The exercise:
Make an exact copy of the records, with the images left out.

Saved entries:
********************

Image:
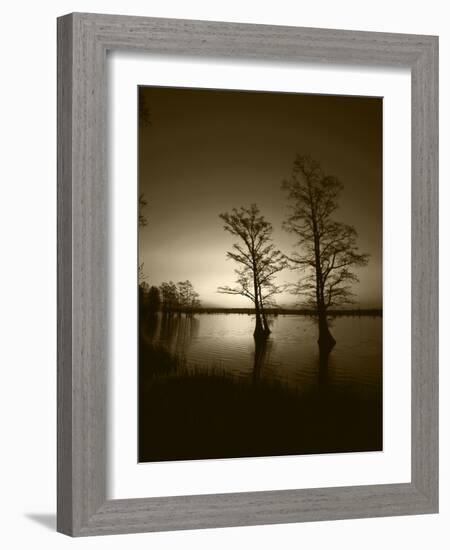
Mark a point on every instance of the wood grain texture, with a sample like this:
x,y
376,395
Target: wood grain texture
x,y
83,40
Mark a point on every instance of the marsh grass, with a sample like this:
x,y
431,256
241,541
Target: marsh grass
x,y
188,413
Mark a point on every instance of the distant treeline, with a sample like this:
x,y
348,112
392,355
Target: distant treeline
x,y
290,311
169,297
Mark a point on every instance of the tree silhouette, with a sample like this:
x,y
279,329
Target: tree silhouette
x,y
327,249
154,299
188,298
259,261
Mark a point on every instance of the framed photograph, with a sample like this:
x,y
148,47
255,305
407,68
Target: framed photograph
x,y
247,274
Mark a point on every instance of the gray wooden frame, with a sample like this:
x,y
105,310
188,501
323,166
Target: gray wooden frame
x,y
83,40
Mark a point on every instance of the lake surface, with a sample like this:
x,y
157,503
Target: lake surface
x,y
211,342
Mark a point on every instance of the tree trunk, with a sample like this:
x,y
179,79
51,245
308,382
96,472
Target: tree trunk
x,y
264,318
326,341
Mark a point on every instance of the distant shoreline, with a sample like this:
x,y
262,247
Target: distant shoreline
x,y
291,311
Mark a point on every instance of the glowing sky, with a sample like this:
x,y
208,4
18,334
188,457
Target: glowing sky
x,y
207,151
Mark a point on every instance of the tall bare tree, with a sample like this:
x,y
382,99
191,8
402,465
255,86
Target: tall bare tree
x,y
258,259
327,249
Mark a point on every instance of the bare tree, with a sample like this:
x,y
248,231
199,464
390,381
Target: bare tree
x,y
188,297
259,261
327,249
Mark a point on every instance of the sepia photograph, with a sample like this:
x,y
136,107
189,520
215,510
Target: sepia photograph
x,y
259,274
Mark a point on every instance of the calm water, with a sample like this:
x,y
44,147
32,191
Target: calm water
x,y
291,355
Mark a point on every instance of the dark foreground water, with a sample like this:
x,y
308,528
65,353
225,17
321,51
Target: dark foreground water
x,y
207,390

********************

Complete answer:
Image:
Mark a point on every instance of the wood grain texture, with a sample like this:
x,y
376,395
Target: wood grain texture
x,y
83,40
Mark a point on every instance of the marsh grass, with a sample like this:
x,y
431,256
241,541
Target: marsh grass
x,y
188,413
Mark a point on every instance of the distant treeline, with a sample like this:
x,y
348,112
392,355
Target: distant treeline
x,y
290,311
169,297
Mark a point on every instance of the tree silhouette, with a sample like this:
x,y
279,329
Target: tree silhouette
x,y
327,249
154,299
188,298
259,261
Mark a point on every instance of the framed photograph, with a sample like this:
x,y
148,47
255,305
407,68
Target: framed photograph
x,y
247,274
Mark a point on every instance of the gray wooden frame, with a sample like this:
x,y
105,310
188,501
323,166
Target: gray wooden frame
x,y
83,40
Mark a point on every instance of the lake surface, with a sample like this:
x,y
157,503
Target: lake surface
x,y
211,342
Mark a point on every instance of the tree trunk, with a sample like this:
x,y
179,79
51,245
308,382
96,472
Target: tree trunk
x,y
264,318
326,341
Mark a point on every instance of the distant shoreline, with a sample like this:
x,y
262,247
Target: distant shoreline
x,y
291,311
Mark a point on every instance of the glowing sky, with a sample like this:
x,y
208,4
18,334
188,457
Target: glowing sky
x,y
207,151
Mark a point on every instance of the tall bare tree, with a sample like this:
x,y
382,99
191,8
402,465
255,86
Target: tall bare tree
x,y
258,259
327,249
Mark a point on every instance of the bare tree, with a sample like this:
x,y
248,231
199,464
390,381
Target: bare tree
x,y
188,297
259,261
327,249
Mark a point on every instance of the sepia photograph, with a sample like this:
x,y
136,107
189,520
215,510
Target: sepia photograph
x,y
259,274
Mark a point on every instance of the calm water, with a sample like this:
x,y
44,147
32,191
Target: calm water
x,y
291,355
Mark a point on every instance of the dark foreground water, with a sample like this:
x,y
308,528
65,353
225,17
321,51
Target: dark foreground water
x,y
207,390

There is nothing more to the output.